> [How to complete this task]: List all lines of the data containing the word "black".

> [Data provided]:

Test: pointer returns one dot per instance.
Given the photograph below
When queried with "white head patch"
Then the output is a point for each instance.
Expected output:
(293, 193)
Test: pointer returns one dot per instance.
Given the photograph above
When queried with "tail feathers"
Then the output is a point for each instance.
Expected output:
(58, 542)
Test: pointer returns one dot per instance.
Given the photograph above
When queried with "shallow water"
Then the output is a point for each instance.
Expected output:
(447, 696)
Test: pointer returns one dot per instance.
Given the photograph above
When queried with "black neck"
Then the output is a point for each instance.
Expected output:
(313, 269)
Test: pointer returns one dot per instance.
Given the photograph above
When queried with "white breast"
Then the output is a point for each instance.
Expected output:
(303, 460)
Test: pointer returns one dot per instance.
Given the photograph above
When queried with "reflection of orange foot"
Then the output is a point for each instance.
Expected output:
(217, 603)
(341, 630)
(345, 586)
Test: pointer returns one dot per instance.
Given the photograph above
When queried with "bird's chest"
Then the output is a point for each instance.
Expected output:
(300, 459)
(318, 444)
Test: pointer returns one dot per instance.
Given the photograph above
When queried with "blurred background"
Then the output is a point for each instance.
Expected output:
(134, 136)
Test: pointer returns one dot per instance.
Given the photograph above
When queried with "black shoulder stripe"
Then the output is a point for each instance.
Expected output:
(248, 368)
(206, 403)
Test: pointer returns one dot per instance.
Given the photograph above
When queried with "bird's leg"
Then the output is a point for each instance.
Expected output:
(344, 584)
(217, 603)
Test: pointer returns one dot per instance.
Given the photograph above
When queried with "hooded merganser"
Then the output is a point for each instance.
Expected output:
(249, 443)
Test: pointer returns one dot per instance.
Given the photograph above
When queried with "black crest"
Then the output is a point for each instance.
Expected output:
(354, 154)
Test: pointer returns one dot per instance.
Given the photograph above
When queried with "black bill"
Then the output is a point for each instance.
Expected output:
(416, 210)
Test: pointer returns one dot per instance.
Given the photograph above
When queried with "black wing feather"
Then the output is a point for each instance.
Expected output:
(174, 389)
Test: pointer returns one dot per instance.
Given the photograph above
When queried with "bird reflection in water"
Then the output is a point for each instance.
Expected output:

> [Exercise answer]:
When queried with "black neck"
When queried with "black shoulder stripe"
When queried with "black crest"
When queried with "black bill"
When queried with "black wing feather"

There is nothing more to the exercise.